Task: When you copy the material below, keep every line exact and drop the pictures.

((

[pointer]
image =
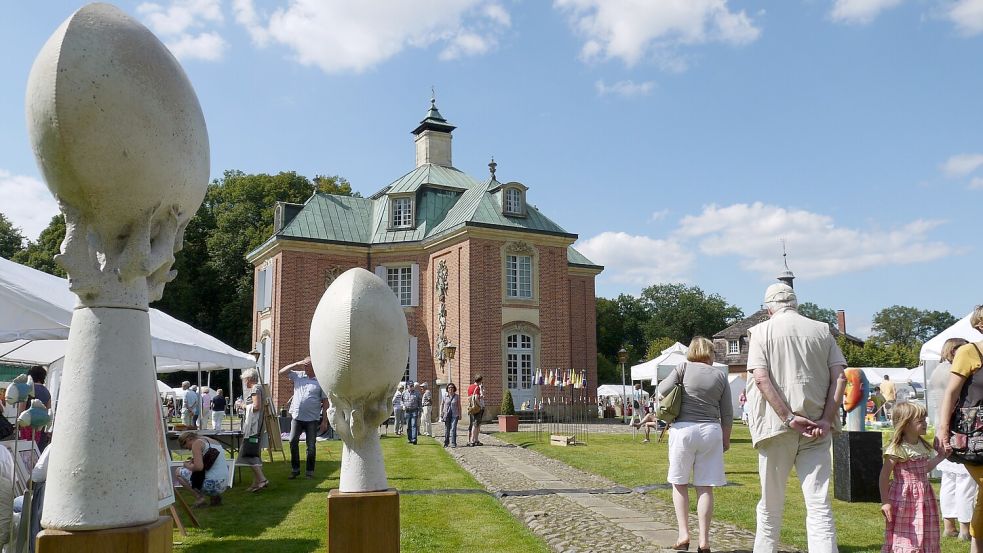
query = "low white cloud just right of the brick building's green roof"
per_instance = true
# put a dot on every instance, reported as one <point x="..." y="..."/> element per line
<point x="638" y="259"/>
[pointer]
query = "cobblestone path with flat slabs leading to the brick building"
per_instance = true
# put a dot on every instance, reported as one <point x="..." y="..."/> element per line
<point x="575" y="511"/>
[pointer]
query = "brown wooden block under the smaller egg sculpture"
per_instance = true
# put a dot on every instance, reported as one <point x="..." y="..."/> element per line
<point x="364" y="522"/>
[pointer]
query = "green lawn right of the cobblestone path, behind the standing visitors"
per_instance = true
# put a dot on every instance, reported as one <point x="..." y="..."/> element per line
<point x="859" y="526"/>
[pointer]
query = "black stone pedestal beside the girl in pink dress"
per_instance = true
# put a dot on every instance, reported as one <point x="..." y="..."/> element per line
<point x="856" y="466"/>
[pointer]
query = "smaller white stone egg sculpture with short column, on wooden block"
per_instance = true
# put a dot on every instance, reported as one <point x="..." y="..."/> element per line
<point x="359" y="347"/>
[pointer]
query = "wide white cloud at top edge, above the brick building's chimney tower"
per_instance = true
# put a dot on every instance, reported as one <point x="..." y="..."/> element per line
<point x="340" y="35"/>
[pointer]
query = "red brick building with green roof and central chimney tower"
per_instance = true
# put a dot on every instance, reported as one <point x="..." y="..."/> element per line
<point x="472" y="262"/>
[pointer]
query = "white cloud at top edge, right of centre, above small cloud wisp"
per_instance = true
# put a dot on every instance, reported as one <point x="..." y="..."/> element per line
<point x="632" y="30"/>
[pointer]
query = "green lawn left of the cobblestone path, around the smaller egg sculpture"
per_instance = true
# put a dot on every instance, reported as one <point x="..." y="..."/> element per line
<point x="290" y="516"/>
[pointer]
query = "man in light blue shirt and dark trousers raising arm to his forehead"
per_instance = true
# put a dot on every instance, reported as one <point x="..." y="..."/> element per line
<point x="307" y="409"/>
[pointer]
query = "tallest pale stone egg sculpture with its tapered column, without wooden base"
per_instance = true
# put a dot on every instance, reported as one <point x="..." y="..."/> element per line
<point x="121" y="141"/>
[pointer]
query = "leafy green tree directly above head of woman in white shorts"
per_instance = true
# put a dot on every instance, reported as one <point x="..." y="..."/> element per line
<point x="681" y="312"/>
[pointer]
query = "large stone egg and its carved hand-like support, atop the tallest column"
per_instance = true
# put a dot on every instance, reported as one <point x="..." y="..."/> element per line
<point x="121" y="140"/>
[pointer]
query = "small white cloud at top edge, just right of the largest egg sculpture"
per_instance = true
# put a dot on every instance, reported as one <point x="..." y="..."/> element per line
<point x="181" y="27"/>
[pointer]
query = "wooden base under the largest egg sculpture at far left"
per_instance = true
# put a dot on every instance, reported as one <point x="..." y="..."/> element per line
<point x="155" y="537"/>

))

Task result:
[pointer]
image =
query = "low white cloud just right of the brick building's green roof"
per_instance = true
# put a dot on every instance, reported as one <point x="..." y="..."/> element per line
<point x="638" y="259"/>
[pointer]
query = "cobblestone path with flat slabs leading to the brick building"
per_instance = true
# put a dot on every instance, reported as one <point x="..." y="..."/> element per line
<point x="575" y="511"/>
[pointer]
query = "brown wooden block under the smaller egg sculpture"
per_instance = true
# put a dot on every instance, reported as one <point x="..." y="..."/> element per line
<point x="364" y="522"/>
[pointer]
query = "green lawn right of the cobblestone path, behind the standing visitors"
per_instance = true
# put a dot on every instance, reported as one <point x="..." y="..."/> element per line
<point x="859" y="526"/>
[pointer]
query = "black stone pedestal beside the girl in pink dress"
per_instance = true
# put a dot on every instance, reported as one <point x="..." y="..."/> element per line
<point x="856" y="466"/>
[pointer]
query = "smaller white stone egg sculpture with short column, on wooden block"
per_instance = true
# put a dot on every instance, reported as one <point x="..." y="..."/> element per line
<point x="359" y="347"/>
[pointer]
query = "wide white cloud at top edge, above the brick building's chimney tower"
per_instance = true
# put a dot on every instance, reported as one <point x="..." y="..."/> element per line
<point x="340" y="35"/>
[pointer]
query = "red brick building with green roof and central chimney tower"
per_instance = true
# put a dot on every instance, reported as one <point x="..." y="..."/> element per line
<point x="472" y="262"/>
[pointer]
query = "white cloud at top edge, right of centre, above small cloud wisp"
per_instance = true
# put a dot on every instance, reported as one <point x="..." y="..."/> element per line
<point x="632" y="30"/>
[pointer]
query = "green lawn left of the cobblestone path, around the smaller egg sculpture"
per_instance = true
# put a dot on every instance, reported as one <point x="..." y="..."/> element per line
<point x="290" y="516"/>
[pointer]
query = "man in light blue shirt and dark trousers raising arm to his forehead"
per_instance = true
# put a dot on every instance, reported as one <point x="..." y="..."/> element per line
<point x="307" y="409"/>
[pointer]
query = "tallest pale stone egg sculpture with its tapered column, without wooden base"
per_instance = true
# put a dot on every instance, reported as one <point x="..." y="..."/> element per line
<point x="121" y="141"/>
[pointer]
query = "leafy green tree directly above head of woman in white shorts"
per_instance = true
# put a dot on every instance, reported as one <point x="..." y="..."/> element per line
<point x="681" y="312"/>
[pointer]
query = "large stone egg and its carved hand-like support, atop the tallest column"
per_instance = true
# put a dot on every instance, reported as one <point x="..." y="..."/> element per line
<point x="121" y="140"/>
[pointer]
query = "small white cloud at top edge, just right of the largest egg sculpture"
per_instance = true
# put a dot on every instance, reported as one <point x="..." y="..."/> element per line
<point x="181" y="27"/>
[pointer]
query = "wooden base under the largest egg sculpture at far left"
per_instance = true
# put a dot on every instance, reported as one <point x="..." y="..."/> element per line
<point x="155" y="537"/>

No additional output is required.